Passage provided -
..........
That said, I think his fear of culpability (for being potentially passively involved in an existential catastrophe) is very real. I suspect he is continually driven, at a level beneath what anyone's remonstrations could easily affect, to try anything that might somehow succeed in removing all the culpability from him. This would be a double negative form of "something to protect": "something to not be culpable for failure to protect".

If this is true, then if you try to make him feel culpability for his communication acts as usual, this will only make his fear stronger and make him more desperate to find a way out, and make him even more willing to break normal conversational rules.

I don't think he has full introspective access to his decision calculus for how he should let his drive affect his communication practices or the resulting level of discourse. So his above explanations for why he argues the way he does are probably partly confabulated, to match an underlying constraining intuition of "whatever I did, it was less indefensible than the alternative".
..........
Supplied entries -
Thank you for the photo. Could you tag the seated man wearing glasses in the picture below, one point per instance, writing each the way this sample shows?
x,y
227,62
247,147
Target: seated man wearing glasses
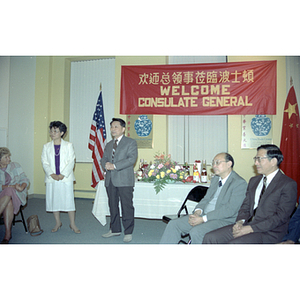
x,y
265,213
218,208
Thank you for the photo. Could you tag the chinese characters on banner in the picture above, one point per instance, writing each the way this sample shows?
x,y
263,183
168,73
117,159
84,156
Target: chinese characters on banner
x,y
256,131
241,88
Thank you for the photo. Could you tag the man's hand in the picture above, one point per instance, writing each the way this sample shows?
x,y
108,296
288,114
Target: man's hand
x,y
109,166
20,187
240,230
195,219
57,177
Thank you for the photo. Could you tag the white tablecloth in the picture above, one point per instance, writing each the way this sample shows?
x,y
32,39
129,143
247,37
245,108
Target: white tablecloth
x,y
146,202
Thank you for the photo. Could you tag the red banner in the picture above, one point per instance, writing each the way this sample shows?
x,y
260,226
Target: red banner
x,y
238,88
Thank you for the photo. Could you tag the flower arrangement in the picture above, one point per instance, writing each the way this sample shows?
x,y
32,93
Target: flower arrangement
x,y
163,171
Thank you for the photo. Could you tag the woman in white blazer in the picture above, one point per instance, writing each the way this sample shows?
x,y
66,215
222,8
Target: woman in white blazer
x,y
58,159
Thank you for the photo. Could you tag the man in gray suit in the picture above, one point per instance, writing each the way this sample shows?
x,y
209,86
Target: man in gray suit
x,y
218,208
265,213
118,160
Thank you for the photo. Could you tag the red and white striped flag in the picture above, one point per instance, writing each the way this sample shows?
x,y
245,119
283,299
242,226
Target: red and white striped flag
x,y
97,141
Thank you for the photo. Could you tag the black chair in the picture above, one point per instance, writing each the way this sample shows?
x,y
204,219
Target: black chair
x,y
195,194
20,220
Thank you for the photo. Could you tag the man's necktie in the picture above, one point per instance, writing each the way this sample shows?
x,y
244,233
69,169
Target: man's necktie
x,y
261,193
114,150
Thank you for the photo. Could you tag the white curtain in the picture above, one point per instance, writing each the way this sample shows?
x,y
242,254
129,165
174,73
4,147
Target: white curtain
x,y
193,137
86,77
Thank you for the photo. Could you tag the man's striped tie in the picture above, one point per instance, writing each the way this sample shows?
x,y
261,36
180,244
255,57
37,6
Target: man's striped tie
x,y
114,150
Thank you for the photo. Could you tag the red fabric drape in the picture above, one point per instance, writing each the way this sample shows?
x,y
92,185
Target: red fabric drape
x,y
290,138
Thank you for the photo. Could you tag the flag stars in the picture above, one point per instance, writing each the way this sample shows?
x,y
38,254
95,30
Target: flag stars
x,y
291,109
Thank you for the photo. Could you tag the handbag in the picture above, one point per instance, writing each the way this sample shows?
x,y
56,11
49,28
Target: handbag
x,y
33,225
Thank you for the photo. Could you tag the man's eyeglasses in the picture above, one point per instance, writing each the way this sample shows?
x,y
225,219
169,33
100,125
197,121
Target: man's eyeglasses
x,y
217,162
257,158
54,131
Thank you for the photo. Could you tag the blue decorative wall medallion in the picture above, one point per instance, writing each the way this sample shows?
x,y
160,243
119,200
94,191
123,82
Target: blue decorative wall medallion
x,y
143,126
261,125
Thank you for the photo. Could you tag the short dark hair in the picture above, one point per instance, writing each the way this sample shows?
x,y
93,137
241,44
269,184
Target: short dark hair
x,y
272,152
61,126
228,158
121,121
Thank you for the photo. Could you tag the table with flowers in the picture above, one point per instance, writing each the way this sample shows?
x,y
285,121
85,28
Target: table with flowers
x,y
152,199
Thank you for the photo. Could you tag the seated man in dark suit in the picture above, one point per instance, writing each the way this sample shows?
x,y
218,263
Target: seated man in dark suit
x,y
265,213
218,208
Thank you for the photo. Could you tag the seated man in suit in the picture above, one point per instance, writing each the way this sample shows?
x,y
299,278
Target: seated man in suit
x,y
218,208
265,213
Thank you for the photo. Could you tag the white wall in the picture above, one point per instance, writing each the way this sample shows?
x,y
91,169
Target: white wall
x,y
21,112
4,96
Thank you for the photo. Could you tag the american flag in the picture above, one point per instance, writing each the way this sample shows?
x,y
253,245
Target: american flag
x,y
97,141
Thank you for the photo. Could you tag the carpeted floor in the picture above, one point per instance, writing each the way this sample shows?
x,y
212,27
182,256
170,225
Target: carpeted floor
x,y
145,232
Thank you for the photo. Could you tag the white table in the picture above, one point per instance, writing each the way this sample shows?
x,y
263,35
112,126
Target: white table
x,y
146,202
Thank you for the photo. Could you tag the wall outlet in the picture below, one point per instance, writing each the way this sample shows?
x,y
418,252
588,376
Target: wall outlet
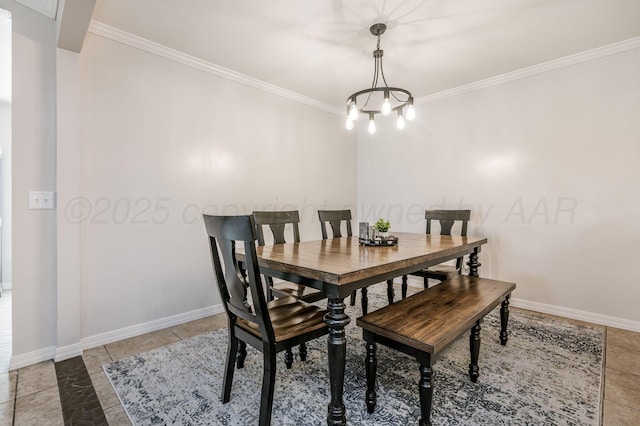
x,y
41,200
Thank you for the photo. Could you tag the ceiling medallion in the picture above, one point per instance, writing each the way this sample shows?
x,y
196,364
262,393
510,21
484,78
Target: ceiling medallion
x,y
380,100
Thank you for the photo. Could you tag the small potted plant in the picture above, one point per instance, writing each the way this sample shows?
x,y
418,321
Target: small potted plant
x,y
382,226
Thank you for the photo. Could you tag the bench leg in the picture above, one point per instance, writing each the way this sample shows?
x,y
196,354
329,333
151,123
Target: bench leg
..........
The problem - Please rewrite the passage on his fear of culpability, starting at "If this is true, then" and ending at "normal conversational rules.", with "desperate" changed to "frantic".

Result of the exercise -
If this is true, then if you try to make him feel culpability for his communication acts as usual, this will only make his fear stronger and make him more frantic to find a way out, and make him even more willing to break normal conversational rules.